WERKINSTRUCTIES: Neem uit de hieronder weergegeven uitspraak van de Centrale Raad van Beroep letterlijk alles over, van "Beoordeling van de" tot en met "Uwv waren onderschat.".

BRONTEKST:
ECLI:NL:CRVB:2018:2072

Centrale Raad van Beroep

Datum uitspraak
4 juli 2018
Publicatiedatum
6 juli 2018
Zaaknummer
16/7911 ZW
Instantie
Centrale Raad van Beroep
Type
Uitspraak
Procedures
  • Hoger beroep
Rechters
Vindplaatsen
  • Rechtspraak.nl
AI samenvatting door LexboostAutomatisch gegenereerd

Beoordeling van de medische geschiktheid van appellant voor geselecteerde functies na ziekmelding

In deze zaak heeft de Centrale Raad van Beroep op 4 juli 2018 uitspraak gedaan in hoger beroep tegen een eerdere uitspraak van de rechtbank Zeeland-West-Brabant. Appellant, die als heftruckchauffeur/magazijnmedewerker werkte, had zich op 6 augustus 2014 ziek gemeld met psychische klachten en ontving een uitkering op grond van de Werkloosheidswet. Het Uwv had appellant in aanmerking gebracht voor ziekengeld op basis van de Ziektewet (ZW) en na een eerstejaars ZW-beoordeling werd vastgesteld dat hij per 6 september 2015 geschikt was voor bepaalde functies. Appellant was het niet eens met deze beoordeling en stelde dat zijn klachten door het Uwv waren onderschat.

De rechtbank had in eerste aanleg geoordeeld dat het medisch onderzoek zorgvuldig was uitgevoerd en dat er geen reden was om te twijfelen aan de conclusies van de verzekeringsartsen van het Uwv. In hoger beroep herhaalde appellant zijn standpunt dat er meer beperkingen moesten worden aangenomen in zijn functioneren, maar de Raad onderschreef het oordeel van de rechtbank. De Raad concludeerde dat het medisch onderzoek op voldoende zorgvuldige wijze had plaatsgevonden en dat de verzekeringsartsen alle relevante klachten van appellant in hun beoordeling hadden betrokken.

AANGELEVERD MATERIAAL:
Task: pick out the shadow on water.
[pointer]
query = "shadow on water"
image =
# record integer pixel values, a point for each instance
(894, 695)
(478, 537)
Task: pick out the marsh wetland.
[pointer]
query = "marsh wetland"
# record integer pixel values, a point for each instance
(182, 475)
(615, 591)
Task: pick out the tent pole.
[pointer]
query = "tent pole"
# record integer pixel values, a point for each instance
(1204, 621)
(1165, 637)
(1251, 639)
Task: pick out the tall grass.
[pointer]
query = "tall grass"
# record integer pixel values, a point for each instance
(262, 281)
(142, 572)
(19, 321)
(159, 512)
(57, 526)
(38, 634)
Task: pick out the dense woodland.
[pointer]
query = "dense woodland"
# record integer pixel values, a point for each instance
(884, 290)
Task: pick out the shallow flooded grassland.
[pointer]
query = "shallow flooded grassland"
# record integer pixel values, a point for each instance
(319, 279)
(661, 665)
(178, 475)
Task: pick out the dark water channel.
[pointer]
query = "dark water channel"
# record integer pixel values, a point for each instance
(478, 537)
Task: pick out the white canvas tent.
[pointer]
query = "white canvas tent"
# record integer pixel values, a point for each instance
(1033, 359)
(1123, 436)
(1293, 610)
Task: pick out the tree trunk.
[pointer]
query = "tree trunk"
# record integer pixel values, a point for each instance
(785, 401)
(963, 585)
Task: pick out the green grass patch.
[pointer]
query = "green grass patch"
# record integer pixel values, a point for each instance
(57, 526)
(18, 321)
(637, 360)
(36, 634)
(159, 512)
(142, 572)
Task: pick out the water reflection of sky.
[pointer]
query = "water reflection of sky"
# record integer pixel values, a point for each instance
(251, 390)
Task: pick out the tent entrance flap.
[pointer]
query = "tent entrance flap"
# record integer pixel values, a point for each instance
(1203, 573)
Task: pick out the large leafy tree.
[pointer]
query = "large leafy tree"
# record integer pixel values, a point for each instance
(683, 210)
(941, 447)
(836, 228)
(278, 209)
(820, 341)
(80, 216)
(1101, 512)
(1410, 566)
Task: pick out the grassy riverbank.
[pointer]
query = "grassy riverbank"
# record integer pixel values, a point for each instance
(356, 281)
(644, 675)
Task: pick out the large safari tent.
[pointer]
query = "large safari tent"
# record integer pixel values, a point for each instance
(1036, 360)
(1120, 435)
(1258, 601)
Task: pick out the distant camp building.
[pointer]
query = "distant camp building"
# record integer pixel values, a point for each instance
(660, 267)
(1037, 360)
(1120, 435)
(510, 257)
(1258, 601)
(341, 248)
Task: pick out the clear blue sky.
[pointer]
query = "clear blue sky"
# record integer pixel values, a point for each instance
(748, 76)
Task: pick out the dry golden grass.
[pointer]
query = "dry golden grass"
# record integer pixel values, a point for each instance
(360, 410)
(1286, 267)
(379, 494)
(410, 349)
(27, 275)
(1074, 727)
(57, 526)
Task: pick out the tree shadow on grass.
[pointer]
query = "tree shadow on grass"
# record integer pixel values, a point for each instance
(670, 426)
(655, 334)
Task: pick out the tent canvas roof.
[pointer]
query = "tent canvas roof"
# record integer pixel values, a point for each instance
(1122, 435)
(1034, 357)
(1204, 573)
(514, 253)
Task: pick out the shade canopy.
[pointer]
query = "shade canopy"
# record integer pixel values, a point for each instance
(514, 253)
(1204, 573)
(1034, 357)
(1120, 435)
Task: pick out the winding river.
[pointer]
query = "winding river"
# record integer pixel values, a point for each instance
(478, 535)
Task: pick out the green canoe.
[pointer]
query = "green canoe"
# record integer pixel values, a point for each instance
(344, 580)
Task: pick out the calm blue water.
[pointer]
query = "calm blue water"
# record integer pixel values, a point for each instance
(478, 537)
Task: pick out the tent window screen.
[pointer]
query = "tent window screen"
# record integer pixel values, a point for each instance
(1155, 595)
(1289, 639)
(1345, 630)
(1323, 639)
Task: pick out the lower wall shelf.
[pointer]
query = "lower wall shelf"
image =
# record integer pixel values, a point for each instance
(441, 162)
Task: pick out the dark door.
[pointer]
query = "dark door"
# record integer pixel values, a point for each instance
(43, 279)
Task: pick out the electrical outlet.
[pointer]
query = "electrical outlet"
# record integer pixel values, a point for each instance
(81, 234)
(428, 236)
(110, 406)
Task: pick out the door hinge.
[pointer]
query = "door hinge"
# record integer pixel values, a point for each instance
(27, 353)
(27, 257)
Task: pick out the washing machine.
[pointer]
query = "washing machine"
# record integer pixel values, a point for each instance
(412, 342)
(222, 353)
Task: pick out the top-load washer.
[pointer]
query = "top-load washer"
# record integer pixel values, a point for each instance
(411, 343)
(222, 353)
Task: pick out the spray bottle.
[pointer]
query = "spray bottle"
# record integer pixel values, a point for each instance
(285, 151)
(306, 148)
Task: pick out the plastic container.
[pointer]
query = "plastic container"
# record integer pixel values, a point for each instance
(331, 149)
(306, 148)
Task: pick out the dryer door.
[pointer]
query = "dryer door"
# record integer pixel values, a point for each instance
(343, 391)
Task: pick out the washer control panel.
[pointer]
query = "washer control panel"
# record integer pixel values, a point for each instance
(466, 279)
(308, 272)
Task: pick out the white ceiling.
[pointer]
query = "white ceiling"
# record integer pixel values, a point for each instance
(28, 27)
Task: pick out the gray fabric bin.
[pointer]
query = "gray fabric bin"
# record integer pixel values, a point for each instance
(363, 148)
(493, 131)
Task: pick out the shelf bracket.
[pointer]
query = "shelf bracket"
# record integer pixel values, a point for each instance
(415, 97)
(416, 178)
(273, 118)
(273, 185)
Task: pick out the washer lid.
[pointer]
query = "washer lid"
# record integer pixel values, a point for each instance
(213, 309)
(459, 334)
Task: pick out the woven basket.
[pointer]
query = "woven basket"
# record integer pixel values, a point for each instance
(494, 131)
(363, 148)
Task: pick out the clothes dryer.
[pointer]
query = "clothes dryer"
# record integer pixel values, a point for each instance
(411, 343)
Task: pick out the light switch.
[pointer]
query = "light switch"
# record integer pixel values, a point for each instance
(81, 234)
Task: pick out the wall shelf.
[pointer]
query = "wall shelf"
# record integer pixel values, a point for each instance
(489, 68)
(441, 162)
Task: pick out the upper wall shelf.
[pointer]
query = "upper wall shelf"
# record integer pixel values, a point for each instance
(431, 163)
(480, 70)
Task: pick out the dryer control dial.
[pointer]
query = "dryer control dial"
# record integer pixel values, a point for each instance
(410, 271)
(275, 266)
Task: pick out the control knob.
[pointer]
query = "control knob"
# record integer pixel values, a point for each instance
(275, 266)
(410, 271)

ANTWOORD OP OPDRACHT:
Beoordeling van de medische geschiktheid van appellant voor geselecteerde functies na ziekmelding

In deze zaak heeft de Centrale Raad van Beroep op 4 juli 2018 uitspraak gedaan in hoger beroep tegen een eerdere uitspraak van de rechtbank Zeeland-West-Brabant. Appellant, die als heftruckchauffeur/magazijnmedewerker werkte, had zich op 6 augustus 2014 ziek gemeld met psychische klachten en ontving een uitkering op grond van de Werkloosheidswet. Het Uwv had appellant in aanmerking gebracht voor ziekengeld op basis van de Ziektewet (ZW) en na een eerstejaars ZW-beoordeling werd vastgesteld dat hij per 6 september 2015 geschikt was voor bepaalde functies. Appellant was het niet eens met deze beoordeling en stelde dat zijn klachten door het Uwv waren onderschat.